▸ **THE PROBLEM**: How many lines in the records below contain the word "leather"? Reply with the number alone.

Image region labeling entries
————————
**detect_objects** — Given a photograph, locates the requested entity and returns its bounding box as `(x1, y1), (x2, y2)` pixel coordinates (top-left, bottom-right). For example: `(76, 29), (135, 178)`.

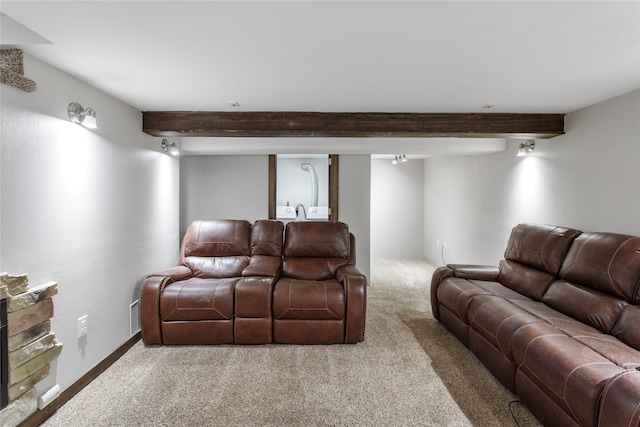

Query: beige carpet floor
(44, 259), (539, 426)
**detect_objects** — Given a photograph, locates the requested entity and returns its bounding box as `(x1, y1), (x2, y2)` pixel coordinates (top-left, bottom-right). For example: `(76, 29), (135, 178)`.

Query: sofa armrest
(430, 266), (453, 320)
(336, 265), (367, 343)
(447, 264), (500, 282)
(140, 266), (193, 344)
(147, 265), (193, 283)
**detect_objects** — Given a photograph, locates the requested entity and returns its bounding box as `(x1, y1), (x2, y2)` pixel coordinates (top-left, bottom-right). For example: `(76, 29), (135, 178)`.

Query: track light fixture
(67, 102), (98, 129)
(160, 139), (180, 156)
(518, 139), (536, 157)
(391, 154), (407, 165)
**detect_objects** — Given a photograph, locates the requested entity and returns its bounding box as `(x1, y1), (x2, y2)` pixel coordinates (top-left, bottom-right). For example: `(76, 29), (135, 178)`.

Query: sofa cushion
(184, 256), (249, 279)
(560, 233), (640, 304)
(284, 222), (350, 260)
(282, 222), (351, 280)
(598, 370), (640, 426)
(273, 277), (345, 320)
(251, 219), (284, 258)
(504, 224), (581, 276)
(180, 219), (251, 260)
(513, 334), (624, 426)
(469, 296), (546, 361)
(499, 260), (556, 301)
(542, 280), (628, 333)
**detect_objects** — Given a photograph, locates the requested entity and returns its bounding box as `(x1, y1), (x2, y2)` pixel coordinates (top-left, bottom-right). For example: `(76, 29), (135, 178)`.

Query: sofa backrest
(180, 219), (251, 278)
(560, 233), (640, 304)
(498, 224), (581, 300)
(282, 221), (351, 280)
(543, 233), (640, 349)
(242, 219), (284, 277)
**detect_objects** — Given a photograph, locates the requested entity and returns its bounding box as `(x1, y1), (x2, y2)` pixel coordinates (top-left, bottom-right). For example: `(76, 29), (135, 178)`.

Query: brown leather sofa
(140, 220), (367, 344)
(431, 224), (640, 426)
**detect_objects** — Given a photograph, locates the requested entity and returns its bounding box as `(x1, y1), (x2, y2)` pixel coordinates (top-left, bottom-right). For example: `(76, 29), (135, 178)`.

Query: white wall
————————
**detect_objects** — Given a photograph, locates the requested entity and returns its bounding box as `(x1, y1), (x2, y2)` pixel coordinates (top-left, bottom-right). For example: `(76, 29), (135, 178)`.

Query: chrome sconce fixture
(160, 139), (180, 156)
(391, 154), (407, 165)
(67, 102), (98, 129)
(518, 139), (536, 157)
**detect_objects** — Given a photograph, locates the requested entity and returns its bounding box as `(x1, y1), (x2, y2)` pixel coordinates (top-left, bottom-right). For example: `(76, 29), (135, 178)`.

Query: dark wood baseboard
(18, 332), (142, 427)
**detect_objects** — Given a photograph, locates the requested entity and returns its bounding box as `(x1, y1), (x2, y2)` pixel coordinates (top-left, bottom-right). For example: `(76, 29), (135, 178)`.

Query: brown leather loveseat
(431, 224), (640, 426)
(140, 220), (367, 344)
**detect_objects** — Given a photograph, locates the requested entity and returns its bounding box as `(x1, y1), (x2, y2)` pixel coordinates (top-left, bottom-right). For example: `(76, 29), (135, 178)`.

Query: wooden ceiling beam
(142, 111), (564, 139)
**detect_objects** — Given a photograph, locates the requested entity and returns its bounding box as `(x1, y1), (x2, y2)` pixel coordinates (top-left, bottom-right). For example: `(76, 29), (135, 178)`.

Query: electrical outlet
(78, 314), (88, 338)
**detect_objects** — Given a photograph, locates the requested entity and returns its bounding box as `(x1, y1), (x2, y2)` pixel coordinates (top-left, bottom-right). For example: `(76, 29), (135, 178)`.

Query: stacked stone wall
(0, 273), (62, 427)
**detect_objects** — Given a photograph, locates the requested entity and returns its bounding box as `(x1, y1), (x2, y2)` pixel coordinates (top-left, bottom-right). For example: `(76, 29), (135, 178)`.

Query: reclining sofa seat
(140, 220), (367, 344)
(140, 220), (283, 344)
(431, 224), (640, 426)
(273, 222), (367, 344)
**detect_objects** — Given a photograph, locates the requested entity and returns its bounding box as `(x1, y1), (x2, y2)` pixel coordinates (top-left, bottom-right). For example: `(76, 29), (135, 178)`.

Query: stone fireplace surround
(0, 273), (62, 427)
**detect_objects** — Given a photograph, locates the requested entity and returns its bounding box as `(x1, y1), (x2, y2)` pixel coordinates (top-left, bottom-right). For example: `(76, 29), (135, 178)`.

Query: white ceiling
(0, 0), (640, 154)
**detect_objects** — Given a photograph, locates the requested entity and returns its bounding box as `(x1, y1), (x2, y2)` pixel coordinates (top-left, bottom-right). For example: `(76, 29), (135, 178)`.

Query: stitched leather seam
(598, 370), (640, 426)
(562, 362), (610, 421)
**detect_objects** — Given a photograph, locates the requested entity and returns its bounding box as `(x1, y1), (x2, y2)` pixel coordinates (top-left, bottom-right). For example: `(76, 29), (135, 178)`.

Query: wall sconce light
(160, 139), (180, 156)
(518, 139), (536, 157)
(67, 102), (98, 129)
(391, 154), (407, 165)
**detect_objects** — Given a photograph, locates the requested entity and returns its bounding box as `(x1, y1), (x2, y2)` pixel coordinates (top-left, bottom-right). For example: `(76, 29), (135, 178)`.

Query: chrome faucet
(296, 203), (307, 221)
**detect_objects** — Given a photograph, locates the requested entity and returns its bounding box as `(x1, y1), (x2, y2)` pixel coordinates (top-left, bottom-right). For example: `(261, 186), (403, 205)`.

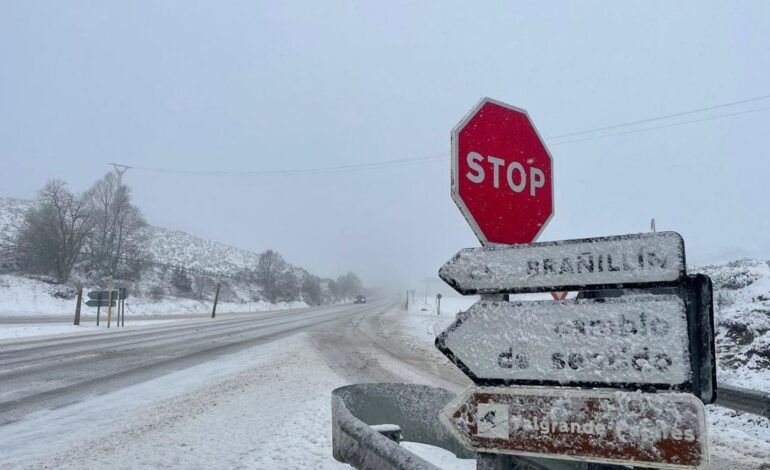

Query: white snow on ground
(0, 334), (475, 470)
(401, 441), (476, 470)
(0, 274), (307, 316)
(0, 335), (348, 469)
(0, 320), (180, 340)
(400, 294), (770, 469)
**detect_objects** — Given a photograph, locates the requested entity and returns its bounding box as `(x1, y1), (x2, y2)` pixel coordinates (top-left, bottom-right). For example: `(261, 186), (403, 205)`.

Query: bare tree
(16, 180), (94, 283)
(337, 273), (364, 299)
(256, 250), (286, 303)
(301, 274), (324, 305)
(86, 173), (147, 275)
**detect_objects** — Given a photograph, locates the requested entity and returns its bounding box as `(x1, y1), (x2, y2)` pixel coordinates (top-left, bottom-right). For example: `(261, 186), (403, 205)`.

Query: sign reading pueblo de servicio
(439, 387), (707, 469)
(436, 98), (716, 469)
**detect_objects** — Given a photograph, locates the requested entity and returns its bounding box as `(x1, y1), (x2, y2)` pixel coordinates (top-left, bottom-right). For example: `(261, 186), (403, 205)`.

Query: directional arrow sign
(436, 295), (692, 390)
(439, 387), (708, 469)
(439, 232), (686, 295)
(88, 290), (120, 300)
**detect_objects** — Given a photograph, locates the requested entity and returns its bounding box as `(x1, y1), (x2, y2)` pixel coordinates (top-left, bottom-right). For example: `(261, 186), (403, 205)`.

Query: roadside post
————————
▸ **RESPONSE**: 3